### CONSIGNE A
Mettez dans un tableau Markdown à deux colonnes, « Numéro » et « Ligne d'enregistrement », les lignes des enregistrements comprises entre celle qui contient « the golden plaque » et la fin des enregistrements, bornes incluses. Numérotez chaque rangée et omettez les lignes vides.

### EXTRAIT DU DOCUMENT
○ ○ ○
Les protestans anglais n’ont point voulu comprendre ce caractère essentiel de la puissance du pape. Ils se sont montrés profondément offensés qu’un petit prince, hier fugitif et proscrit, aujourd’hui gardé dans son palais par des sentinelles françaises, eût l’audace de traiter l’Angleterre comme une province, et ils ont formellement exprimé la menace de répondre au pape en lui renvoyant Mazzini pour faire des révolutions à Rome. C’était précisément mettre en relief le côté invulnérable de la papauté. Admettant même que l’armée française abandonnât Rome à son sort, que le pape fût de nouveau renversé de son trône et obligé d’aller chercher un refuge à l’autre bout du monde, ce roi sans couronne, ce souverain sans royaume, n’en serait pas moins le chef de tous les catholiques du globe et même de l’Angleterre, et il continuerait à exercer son autorité sur tous les fidèles de tous les pays d’une manière aussi absolue que s’il siégeait encore au Vatican.
○ ○ ○
### DONNÉES FOURNIES
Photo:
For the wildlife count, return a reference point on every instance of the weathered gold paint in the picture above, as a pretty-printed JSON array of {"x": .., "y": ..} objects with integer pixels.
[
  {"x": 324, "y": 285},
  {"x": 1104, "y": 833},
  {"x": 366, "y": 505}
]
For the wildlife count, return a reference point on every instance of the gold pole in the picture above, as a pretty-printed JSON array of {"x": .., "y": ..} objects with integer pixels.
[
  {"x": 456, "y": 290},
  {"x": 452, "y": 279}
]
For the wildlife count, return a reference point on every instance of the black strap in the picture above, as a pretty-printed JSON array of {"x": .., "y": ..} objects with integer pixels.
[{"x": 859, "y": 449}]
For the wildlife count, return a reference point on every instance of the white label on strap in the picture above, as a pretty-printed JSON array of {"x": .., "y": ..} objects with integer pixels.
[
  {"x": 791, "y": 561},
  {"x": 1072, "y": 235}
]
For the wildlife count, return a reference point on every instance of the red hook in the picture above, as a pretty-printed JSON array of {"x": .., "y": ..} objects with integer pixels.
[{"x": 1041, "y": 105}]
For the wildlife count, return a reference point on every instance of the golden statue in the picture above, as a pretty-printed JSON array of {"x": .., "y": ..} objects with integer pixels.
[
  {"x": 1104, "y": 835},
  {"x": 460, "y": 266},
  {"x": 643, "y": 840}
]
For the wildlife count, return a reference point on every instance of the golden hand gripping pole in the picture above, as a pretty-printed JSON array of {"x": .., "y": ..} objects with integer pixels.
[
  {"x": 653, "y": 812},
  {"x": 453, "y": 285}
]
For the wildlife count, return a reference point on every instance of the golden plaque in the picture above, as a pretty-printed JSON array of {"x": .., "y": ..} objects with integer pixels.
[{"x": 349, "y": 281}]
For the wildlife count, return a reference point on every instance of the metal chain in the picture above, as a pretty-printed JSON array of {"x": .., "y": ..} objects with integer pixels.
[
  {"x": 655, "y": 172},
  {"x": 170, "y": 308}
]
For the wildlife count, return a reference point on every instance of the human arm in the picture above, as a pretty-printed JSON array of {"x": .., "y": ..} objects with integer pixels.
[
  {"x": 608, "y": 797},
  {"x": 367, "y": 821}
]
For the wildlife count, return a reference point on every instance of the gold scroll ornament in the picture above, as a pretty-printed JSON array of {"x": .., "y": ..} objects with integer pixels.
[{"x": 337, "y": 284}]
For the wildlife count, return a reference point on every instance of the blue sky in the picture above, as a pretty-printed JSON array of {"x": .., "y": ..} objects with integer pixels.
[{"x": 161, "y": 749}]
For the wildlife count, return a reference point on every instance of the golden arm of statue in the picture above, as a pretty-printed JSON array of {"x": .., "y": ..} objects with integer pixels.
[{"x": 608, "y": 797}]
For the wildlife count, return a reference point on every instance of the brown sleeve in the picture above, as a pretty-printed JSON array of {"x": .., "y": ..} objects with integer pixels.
○ ○ ○
### CONSIGNE B
Relevez tous les noms propres de l'extrait sur la papauté, chacun une seule fois, dans l'ordre où ils apparaissent.

### RÉPONSE FINALE A
| Numéro | Ligne d'enregistrement |
|---|---|
| 1 | For the wildlife count, return a reference point on every instance of the golden plaque in the picture above, as a pretty-printed JSON array of {"x": .., "y": ..} objects with integer pixels. |
| 2 | [{"x": 349, "y": 281}] |
| 3 | For the wildlife count, return a reference point on every instance of the metal chain in the picture above, as a pretty-printed JSON array of {"x": .., "y": ..} objects with integer pixels. |
| 4 | [ |
| 5 |   {"x": 655, "y": 172}, |
| 6 |   {"x": 170, "y": 308} |
| 7 | ] |
| 8 | For the wildlife count, return a reference point on every instance of the human arm in the picture above, as a pretty-printed JSON array of {"x": .., "y": ..} objects with integer pixels. |
| 9 | [ |
| 10 |   {"x": 608, "y": 797}, |
| 11 |   {"x": 367, "y": 821} |
| 12 | ] |
| 13 | For the wildlife count, return a reference point on every instance of the gold scroll ornament in the picture above, as a pretty-printed JSON array of {"x": .., "y": ..} objects with integer pixels. |
| 14 | [{"x": 337, "y": 284}] |
| 15 | For the wildlife count, return a reference point on every instance of the blue sky in the picture above, as a pretty-printed JSON array of {"x": .., "y": ..} objects with integer pixels. |
| 16 | [{"x": 161, "y": 749}] |
| 17 | For the wildlife count, return a reference point on every instance of the golden arm of statue in the picture above, as a pretty-printed JSON array of {"x": .., "y": ..} objects with integer pixels. |
| 18 | [{"x": 608, "y": 797}] |
| 19 | For the wildlife count, return a reference point on every instance of the brown sleeve in the picture above, as a pretty-printed JSON array of {"x": .., "y": ..} objects with integer pixels. |

### RÉPONSE FINALE B
Angleterre, Mazzini, Rome, Vatican